__The exercise__.
Give all of the lines again, with nothing added or dropped.

Location labeling records:
§ §
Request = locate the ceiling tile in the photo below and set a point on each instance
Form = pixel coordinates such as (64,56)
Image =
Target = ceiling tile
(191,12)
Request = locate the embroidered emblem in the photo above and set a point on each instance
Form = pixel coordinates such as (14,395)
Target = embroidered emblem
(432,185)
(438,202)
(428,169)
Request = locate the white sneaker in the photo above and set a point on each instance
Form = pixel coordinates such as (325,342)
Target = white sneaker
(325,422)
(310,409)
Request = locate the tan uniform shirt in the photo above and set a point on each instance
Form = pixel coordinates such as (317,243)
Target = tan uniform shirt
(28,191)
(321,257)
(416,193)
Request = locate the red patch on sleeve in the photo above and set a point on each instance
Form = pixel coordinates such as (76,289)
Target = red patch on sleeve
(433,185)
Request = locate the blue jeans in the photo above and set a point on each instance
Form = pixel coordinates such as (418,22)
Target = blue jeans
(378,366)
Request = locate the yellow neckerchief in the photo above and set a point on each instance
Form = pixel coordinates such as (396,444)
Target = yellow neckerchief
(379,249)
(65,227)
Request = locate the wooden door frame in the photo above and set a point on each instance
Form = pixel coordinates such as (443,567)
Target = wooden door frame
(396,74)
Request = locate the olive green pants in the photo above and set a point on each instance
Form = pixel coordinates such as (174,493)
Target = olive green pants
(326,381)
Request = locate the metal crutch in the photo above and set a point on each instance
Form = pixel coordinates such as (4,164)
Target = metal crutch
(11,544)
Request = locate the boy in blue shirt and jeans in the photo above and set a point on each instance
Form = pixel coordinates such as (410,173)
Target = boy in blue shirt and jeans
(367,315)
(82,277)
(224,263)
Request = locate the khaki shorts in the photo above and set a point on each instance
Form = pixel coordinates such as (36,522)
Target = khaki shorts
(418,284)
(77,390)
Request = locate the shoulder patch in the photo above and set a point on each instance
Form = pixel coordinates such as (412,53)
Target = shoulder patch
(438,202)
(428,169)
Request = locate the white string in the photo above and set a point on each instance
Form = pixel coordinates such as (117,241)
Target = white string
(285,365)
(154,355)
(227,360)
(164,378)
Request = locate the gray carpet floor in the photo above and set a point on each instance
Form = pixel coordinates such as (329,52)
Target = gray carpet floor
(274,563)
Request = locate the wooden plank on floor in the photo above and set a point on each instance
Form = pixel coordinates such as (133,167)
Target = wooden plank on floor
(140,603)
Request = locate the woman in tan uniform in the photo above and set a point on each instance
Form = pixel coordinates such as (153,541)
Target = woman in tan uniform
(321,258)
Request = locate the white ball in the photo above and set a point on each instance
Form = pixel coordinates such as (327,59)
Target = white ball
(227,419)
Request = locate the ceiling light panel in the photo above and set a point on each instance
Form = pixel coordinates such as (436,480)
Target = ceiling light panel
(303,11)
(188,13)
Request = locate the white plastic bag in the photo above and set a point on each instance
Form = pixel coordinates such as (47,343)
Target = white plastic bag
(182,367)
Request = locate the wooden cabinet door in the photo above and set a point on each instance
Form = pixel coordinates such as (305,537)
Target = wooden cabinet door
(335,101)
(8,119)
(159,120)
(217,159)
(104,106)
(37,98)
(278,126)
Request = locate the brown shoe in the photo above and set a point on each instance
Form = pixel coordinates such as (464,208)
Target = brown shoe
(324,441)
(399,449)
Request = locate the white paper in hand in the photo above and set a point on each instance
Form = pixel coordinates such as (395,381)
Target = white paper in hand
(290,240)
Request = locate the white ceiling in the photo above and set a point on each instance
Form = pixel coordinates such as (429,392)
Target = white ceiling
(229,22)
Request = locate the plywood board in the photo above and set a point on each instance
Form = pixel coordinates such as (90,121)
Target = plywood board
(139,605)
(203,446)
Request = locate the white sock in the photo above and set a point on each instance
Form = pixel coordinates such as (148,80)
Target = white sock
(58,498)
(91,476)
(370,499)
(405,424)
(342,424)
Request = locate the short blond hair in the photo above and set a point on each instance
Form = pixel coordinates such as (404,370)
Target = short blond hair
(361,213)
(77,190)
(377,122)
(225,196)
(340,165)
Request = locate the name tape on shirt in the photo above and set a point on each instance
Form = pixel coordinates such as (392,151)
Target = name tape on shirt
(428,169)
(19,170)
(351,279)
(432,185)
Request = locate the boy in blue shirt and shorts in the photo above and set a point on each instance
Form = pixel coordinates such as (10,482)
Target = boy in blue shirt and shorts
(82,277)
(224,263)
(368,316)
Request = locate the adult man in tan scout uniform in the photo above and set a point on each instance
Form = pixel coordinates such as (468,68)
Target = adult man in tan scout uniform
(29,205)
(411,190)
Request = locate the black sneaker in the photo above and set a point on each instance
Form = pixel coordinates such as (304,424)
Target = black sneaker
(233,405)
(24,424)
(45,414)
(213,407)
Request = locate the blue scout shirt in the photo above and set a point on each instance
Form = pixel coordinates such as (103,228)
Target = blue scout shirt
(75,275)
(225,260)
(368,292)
§ §
__Exercise output__.
Request = locate the ceiling tile in the photo below and set a point on each instance
Form = pixel coordinates such as (64,56)
Image =
Target = ceiling tile
(191,12)
Request = locate the embroidered emblem in the photo above and set a point on each instance
Form = pixel coordinates such as (14,395)
Target = embroidered emblem
(432,185)
(438,202)
(428,169)
Request = locate the white sneaker in the photo above and set a point on each instance
Form = pixel coordinates such as (325,342)
Target = white sneaker
(325,422)
(310,409)
Request = locate the tan uniform shirt in the photo above and set a point on each instance
Form = pixel coordinates such as (317,243)
Target = tan uniform shirt
(28,191)
(321,257)
(416,193)
Request = locate the red patch on sleeve in the photo above and set a point on each instance
Form = pixel coordinates such as (76,289)
Target = red patch on sleeve
(433,185)
Request = locate the blue jeans in the photo above and set a point on each instance
Form = pixel coordinates such as (418,22)
Target = blue jeans
(378,366)
Request = locate the yellow neckerchief in the photo above and set a point on each instance
Form = pixel coordinates such as (396,444)
Target = yellow neckerchief
(379,249)
(65,227)
Request = locate the wooden door frame in the photo above and set a point on each instance
Form = pixel coordinates such as (443,567)
Target = wooden door frame
(396,74)
Request = locate the olive green pants in the photo above and set a point on each instance
Form = pixel coordinates such as (174,493)
Target = olive green pants
(326,381)
Request = locate the metal crutch in the photo above and set a point on each instance
Form = pixel coordinates such as (4,164)
Target = metal crutch
(11,544)
Request = locate the boy in blue shirt and jeans in the photo above and set a point on each instance
Form = pixel coordinates such as (410,173)
Target = boy in blue shirt and jeans
(367,315)
(82,277)
(224,263)
Request = locate the khaki shorts in the photo above and set a point on each instance
Form = pixel coordinates such as (36,522)
Target = khaki shorts
(418,284)
(77,390)
Request = locate the shoulder patch in the photo above and set a point on each instance
Form = pixel coordinates such as (412,53)
Target = shoulder patch
(438,202)
(428,169)
Request = locate the white string in the photo above and set a point on each instance
Form = pixel coordinates such as (117,241)
Target = white string
(285,365)
(154,355)
(227,360)
(164,378)
Request = locate the gray carpet floor in the photo above and set a point on each instance
Form = pixel coordinates such as (329,52)
Target = gray carpet floor
(274,563)
Request = locate the wooden plank on floor in the photo above and set a point on each instance
Form = pixel coordinates such as (133,167)
Target = wooden plank on floor
(140,603)
Request = locate the woman in tan uniform in the photo above and set a point on each instance
Form = pixel coordinates such as (153,541)
Target = woman in tan uniform
(321,258)
Request = locate the white ball in the photo above and set a point on each instance
Form = pixel coordinates such as (327,59)
Target = white ball
(227,419)
Request = locate the ceiling light panel in the photo above and set a point on each instance
Form = pixel coordinates such as (436,480)
Target = ceiling light panel
(303,11)
(188,13)
Request = locate the white plastic bag in the photo above and set a point on each instance
Form = pixel coordinates such as (47,343)
Target = white plastic bag
(182,367)
Request = locate the wooden cabinet door in the photo above and set a point on each instance
Form = pixel coordinates such as (305,537)
Target = wooden cabinet door
(335,101)
(8,119)
(159,120)
(217,159)
(104,106)
(37,98)
(278,126)
Request = locate the brown shoe in the photo above and set a point on each instance
Form = pixel coordinates such as (464,208)
Target = brown shoe
(324,441)
(399,449)
Request = locate the white paper in hand in the photo above and set a point on each instance
Form = pixel coordinates such as (395,381)
Target = white paper in hand
(290,240)
Request = locate the white ceiling in the photo above and set a point on each instance
Form = pixel coordinates such as (429,392)
Target = white ceiling
(229,22)
Request = locate the plywood board in the photo above and set a point on each instance
Form = pixel coordinates such as (90,121)
Target = plywood board
(139,605)
(203,446)
Request = locate the white sock in the photo above and set a point on each instance
Form = pixel coordinates such as (148,80)
Target = white sock
(58,498)
(91,476)
(370,499)
(405,424)
(342,424)
Request = locate the short blond hair in the photo above and set a point on each instance
Form = pixel coordinates such as (404,370)
Target = short blond hair
(361,213)
(77,190)
(377,122)
(225,196)
(340,165)
Request = locate the name tape on shirt in the photo above and set a point on each instance
Form = pixel coordinates such as (392,151)
Target = name tape on shirt
(428,169)
(19,170)
(351,279)
(432,185)
Request = locate the boy in blue shirt and shorts in the photo above and set a point on each instance
Form = pixel coordinates such as (10,482)
Target = boy in blue shirt and shorts
(82,277)
(224,263)
(368,316)
Request = locate the adult man in tan scout uniform in the photo above and set a point on each instance
Form = pixel coordinates such as (468,68)
Target = adult man in tan scout uniform
(29,205)
(411,190)
Request = locate the black sneaker in the photo above and set a point on each instance
Form = pixel coordinates such as (304,424)
Target = black sneaker
(233,405)
(24,424)
(45,414)
(213,407)
Request = locate the blue scout shirt in the photo above and set a point on each instance
Form = pixel coordinates such as (103,228)
Target = blue scout shirt
(75,275)
(225,260)
(368,292)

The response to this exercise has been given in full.